# Selected excerpt
----

1924 play by George S. Kaufman and Edna Ferber

Minick is a three-act Broadway play written by Edna Ferber and George S. Kaufman, based on Ferber's 1922 short story "Old Man Minick", that opened on September 24, 1924. Producer Winthrop Ames staged it at the Booth Theatre on Broadway, with O. P. Heggie in the title role. The play is about an elderly widower who comes to live with his son and daughter-in-law in their Chicago apartment.

==History==
George S. Kaufman and Edna Ferber developed Ferber's short story "Old Man Minick" into the play Minick, which was initially produced by Winthrop Ames and opened on September 24, 1924.

Ames cast a Black actress, Emma Wise, to play the Minicks' maid, which was unusual at a time when most productions were racially segregated. Previews were held in three cities in Connecticut: New Haven, Hartford, and New London. In New London, a disused theater was reopened for the preview, which was interrupted by the emergence of hundreds of bats that had taken up residence in the building while it was closed.

----

# Exercise A
From the text on the play Minick, reproduce word for word the section from "Minick is a" up to and including "their Chicago apartment.".
# Exercise B
List the Connecticut cities where the text on the play Minick says previews were held.

# Given entries

----

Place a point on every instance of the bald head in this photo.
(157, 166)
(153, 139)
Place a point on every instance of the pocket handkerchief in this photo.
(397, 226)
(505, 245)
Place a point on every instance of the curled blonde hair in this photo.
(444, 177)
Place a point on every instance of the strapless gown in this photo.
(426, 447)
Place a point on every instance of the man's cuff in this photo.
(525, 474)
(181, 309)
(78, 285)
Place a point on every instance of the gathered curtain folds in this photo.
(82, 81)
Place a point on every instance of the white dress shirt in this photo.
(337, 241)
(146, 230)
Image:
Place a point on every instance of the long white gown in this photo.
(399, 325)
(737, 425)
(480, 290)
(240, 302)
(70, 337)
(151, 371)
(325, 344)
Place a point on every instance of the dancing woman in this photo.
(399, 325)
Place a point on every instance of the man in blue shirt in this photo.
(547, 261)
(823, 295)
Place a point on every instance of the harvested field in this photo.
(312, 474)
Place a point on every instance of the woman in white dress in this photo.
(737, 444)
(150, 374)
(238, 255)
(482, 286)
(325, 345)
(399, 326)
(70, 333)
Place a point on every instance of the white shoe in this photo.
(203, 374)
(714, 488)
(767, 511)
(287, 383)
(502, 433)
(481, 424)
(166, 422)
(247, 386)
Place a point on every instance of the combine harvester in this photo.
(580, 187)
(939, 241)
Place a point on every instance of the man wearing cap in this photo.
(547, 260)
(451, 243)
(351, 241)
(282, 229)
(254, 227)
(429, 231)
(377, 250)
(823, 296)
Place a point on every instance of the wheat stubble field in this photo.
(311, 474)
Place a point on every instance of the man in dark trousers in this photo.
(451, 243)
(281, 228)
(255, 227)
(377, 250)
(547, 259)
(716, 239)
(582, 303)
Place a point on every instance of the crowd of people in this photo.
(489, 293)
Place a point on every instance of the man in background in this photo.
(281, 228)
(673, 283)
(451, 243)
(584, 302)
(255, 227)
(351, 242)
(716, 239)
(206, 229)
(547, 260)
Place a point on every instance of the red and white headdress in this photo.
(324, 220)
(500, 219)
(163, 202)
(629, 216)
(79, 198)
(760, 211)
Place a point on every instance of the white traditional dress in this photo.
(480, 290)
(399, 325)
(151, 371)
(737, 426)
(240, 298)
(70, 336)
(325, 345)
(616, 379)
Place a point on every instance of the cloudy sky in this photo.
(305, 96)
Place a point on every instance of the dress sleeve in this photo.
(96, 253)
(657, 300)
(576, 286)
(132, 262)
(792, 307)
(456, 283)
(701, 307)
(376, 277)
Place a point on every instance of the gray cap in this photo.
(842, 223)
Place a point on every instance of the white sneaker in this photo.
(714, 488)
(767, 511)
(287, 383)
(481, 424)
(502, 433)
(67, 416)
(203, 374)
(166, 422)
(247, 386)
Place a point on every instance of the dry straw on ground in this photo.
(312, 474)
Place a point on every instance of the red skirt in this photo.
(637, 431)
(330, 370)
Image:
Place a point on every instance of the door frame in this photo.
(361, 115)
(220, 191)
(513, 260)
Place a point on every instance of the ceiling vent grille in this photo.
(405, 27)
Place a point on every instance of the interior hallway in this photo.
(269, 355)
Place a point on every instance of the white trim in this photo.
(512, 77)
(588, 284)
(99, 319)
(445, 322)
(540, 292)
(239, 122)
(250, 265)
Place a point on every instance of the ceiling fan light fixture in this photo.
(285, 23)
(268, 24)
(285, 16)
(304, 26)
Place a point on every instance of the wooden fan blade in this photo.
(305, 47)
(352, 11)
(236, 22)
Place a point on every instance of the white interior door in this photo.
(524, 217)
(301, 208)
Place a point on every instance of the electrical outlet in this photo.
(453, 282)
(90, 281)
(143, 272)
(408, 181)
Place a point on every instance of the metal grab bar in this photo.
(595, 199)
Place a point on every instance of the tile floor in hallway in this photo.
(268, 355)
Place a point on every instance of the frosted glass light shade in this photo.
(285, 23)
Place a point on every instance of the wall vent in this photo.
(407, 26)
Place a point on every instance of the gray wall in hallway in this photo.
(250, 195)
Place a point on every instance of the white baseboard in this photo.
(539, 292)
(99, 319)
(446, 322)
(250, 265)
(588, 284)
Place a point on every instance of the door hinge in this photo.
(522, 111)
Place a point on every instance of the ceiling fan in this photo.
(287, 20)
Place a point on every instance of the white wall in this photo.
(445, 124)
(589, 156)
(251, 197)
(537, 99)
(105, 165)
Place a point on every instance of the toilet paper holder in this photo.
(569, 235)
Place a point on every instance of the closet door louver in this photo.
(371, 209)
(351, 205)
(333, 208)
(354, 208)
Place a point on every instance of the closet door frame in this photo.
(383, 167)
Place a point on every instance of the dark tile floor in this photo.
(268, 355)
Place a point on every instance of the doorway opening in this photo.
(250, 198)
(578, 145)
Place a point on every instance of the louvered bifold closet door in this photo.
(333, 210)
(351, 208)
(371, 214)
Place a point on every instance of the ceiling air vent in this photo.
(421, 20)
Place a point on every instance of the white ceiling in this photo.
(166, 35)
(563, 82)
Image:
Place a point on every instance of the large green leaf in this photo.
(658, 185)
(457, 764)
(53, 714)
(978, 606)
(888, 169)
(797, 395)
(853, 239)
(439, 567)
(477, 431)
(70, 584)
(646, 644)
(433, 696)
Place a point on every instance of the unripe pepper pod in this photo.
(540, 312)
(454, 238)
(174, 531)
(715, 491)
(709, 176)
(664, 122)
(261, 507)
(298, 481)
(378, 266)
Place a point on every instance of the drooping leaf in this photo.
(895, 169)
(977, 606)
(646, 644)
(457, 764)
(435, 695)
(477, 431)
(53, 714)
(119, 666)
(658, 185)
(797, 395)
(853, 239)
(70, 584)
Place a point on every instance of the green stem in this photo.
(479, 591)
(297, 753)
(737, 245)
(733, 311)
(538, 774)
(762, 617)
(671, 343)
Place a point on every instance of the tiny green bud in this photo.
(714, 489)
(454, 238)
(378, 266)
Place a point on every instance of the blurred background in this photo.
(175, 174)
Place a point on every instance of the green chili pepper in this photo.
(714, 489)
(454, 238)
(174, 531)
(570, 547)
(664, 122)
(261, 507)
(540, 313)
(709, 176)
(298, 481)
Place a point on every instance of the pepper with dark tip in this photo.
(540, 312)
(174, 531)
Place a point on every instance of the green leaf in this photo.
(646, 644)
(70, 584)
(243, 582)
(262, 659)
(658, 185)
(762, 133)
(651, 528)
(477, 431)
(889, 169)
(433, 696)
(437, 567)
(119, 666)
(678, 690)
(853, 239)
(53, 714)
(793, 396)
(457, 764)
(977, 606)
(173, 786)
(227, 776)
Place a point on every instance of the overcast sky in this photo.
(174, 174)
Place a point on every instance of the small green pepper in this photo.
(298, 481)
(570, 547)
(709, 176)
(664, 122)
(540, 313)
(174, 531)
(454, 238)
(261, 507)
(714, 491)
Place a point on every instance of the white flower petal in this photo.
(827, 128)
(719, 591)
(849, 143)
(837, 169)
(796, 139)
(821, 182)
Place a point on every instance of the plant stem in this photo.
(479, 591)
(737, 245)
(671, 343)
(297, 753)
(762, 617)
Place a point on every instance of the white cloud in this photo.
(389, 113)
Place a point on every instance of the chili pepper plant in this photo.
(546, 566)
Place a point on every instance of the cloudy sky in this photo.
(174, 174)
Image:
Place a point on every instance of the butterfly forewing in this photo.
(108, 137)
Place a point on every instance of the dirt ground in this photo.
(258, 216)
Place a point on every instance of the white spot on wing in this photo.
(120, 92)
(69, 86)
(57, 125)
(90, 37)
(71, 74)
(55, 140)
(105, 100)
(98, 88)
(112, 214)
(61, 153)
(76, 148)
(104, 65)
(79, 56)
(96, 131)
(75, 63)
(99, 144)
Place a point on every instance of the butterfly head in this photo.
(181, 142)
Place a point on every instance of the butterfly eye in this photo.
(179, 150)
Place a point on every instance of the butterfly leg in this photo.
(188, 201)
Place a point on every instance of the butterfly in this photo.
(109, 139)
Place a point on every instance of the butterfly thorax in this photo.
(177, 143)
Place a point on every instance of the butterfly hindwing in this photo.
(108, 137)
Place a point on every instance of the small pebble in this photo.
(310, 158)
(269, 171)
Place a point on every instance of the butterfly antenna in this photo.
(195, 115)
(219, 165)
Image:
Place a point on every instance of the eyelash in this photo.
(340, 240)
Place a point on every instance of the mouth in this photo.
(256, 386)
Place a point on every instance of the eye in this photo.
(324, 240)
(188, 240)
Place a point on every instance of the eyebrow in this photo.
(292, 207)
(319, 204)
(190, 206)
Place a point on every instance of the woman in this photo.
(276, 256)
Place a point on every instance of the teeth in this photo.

----

# Answer section A
Minick is a three-act Broadway play written by Edna Ferber and George S. Kaufman, based on Ferber's 1922 short story "Old Man Minick", that opened on September 24, 1924. Producer Winthrop Ames staged it at the Booth Theatre on Broadway, with O. P. Heggie in the title role. The play is about an elderly widower who comes to live with his son and daughter-in-law in their Chicago apartment.

# Answer section B
New Haven, Hartford, New London